* EXERCISE OBJECTIVE
Reproduce the passage on writing markdown context files word for word, from its opening header through its last sentence.

___ DOCUMENT PASSAGE ___

Where people go wrong

The common failure mode: treating markdown like a dumping ground. People append instead of rewriting. They let files grow to thousands of lines. They leave contradictions in, assuming the model will figure it out. It won't. Or worse, it will, by picking whichever half of the contradiction sits closer to the cursor, which means your behavior has quietly become a function of file position.

The rules I try to hold to:

Keep always-loaded files small.
Push detail into separate files the agent can pull in.
Never load logs into context.
Rewrite instead of appending.
Version everything.

That last one carries more weight than it sounds. Once your markdown actually shapes behavior, a commit history on those files becomes a changelog for your system's reasoning.

The real shift

The frame I've come around to: "code handles execution, markdown shapes reasoning". Those call for different disciplines. Writing good code rewards correctness and composition. Writing good context rewards information architecture, knowing what's essential, what's retrievable, what's noise. Plenty of engineers are strong at the first and have never had to think about the second.

That second skill is becoming load-bearing. The job isn't only writing code anymore. It's designing context. Structuring information so a model can act on it. Deciding what lives in memory versus what gets fetched. Keeping it clean, current, and honest, because stale context does more damage than no context.

___ DATASET CONTENT ___

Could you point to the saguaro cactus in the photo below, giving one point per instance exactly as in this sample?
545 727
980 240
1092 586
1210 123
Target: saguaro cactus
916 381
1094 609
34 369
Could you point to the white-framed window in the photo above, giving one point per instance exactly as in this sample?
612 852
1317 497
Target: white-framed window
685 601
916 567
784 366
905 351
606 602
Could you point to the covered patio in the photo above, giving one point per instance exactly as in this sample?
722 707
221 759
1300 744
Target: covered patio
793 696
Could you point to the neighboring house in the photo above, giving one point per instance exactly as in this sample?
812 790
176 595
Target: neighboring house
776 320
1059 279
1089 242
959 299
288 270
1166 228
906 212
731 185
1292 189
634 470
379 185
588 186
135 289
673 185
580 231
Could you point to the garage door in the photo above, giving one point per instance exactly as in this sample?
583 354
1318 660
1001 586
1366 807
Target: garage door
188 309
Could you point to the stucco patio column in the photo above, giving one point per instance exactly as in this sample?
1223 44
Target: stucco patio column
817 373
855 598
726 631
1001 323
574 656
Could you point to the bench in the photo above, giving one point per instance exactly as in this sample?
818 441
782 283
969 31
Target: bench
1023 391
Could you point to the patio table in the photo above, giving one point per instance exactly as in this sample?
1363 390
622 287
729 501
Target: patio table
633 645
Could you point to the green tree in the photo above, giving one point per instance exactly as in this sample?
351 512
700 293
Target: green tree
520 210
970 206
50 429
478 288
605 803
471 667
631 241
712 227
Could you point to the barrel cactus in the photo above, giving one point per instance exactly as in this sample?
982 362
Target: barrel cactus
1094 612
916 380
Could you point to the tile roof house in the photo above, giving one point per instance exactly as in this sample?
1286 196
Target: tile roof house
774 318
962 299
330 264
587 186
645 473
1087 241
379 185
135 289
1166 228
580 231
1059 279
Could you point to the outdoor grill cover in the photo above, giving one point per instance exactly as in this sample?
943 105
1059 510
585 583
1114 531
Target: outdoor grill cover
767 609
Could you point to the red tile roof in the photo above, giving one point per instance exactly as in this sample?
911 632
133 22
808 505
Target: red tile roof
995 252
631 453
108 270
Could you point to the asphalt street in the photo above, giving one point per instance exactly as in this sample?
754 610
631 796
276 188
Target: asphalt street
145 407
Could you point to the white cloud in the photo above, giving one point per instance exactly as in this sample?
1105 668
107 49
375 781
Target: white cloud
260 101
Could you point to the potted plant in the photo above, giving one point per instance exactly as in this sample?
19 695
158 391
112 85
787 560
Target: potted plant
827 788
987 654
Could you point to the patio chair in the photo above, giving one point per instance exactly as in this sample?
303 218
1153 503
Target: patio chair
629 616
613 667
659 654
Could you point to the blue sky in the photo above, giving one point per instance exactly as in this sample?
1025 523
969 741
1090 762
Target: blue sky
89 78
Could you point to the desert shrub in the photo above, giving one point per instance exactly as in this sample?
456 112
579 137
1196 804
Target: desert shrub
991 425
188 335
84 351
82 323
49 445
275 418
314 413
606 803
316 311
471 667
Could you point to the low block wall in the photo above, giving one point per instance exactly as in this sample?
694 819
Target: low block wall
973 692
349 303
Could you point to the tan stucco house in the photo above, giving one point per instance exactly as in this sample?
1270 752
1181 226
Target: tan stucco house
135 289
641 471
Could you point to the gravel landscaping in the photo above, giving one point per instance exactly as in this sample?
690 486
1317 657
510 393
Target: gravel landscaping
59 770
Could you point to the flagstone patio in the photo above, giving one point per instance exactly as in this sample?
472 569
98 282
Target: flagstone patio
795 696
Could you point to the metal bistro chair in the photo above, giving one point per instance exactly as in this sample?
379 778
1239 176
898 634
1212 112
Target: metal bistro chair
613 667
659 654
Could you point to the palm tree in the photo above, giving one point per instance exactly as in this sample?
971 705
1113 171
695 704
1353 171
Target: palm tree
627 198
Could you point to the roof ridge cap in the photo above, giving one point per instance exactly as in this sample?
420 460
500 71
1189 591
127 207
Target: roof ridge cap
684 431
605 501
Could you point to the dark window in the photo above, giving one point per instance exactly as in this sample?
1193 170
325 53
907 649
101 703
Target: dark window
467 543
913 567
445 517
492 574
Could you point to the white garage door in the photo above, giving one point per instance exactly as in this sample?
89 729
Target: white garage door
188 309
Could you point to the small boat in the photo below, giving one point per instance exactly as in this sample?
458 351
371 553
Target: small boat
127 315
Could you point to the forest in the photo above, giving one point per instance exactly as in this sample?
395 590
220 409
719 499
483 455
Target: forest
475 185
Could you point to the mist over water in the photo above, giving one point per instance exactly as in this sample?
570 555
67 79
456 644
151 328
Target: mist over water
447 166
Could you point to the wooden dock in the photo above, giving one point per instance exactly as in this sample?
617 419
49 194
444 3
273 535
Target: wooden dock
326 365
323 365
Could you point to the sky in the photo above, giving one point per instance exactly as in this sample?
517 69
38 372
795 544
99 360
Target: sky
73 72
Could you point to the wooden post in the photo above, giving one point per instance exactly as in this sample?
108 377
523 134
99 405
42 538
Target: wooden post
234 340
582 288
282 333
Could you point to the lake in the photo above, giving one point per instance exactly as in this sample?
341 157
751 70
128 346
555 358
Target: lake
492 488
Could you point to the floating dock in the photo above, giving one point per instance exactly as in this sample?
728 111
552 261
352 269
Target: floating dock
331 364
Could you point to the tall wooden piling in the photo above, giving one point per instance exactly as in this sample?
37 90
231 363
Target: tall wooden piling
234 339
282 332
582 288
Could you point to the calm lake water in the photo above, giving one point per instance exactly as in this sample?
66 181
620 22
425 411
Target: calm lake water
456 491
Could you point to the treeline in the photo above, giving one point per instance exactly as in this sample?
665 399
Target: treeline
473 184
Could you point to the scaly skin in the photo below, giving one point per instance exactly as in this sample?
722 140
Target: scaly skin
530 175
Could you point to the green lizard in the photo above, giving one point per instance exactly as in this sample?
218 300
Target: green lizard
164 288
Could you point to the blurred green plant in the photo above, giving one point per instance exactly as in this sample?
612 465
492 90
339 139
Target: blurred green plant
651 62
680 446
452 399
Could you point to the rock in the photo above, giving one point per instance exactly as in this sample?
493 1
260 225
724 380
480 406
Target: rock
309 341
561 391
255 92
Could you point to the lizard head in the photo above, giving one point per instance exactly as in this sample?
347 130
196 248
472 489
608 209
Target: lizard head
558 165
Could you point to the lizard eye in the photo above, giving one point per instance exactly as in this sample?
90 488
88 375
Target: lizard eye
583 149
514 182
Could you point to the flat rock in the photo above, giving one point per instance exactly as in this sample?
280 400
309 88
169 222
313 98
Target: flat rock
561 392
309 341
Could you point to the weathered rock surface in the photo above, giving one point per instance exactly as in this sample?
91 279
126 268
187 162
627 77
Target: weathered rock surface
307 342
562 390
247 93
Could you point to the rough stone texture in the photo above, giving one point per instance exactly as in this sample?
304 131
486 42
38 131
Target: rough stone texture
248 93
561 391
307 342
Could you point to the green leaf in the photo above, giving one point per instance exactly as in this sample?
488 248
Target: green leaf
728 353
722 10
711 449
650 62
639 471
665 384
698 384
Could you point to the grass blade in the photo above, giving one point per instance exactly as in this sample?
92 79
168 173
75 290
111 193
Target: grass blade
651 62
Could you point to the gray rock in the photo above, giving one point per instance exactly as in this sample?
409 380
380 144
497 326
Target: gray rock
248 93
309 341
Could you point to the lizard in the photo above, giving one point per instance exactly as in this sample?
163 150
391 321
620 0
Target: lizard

___

* ANSWER IN FULL
Where people go wrong

The common failure mode: treating markdown like a dumping ground. People append instead of rewriting. They let files grow to thousands of lines. They leave contradictions in, assuming the model will figure it out. It won't. Or worse, it will, by picking whichever half of the contradiction sits closer to the cursor, which means your behavior has quietly become a function of file position.

The rules I try to hold to:

Keep always-loaded files small.
Push detail into separate files the agent can pull in.
Never load logs into context.
Rewrite instead of appending.
Version everything.

That last one carries more weight than it sounds. Once your markdown actually shapes behavior, a commit history on those files becomes a changelog for your system's reasoning.

The real shift

The frame I've come around to: "code handles execution, markdown shapes reasoning". Those call for different disciplines. Writing good code rewards correctness and composition. Writing good context rewards information architecture, knowing what's essential, what's retrievable, what's noise. Plenty of engineers are strong at the first and have never had to think about the second.

That second skill is becoming load-bearing. The job isn't only writing code anymore. It's designing context. Structuring information so a model can act on it. Deciding what lives in memory versus what gets fetched. Keeping it clean, current, and honest, because stale context does more damage than no context.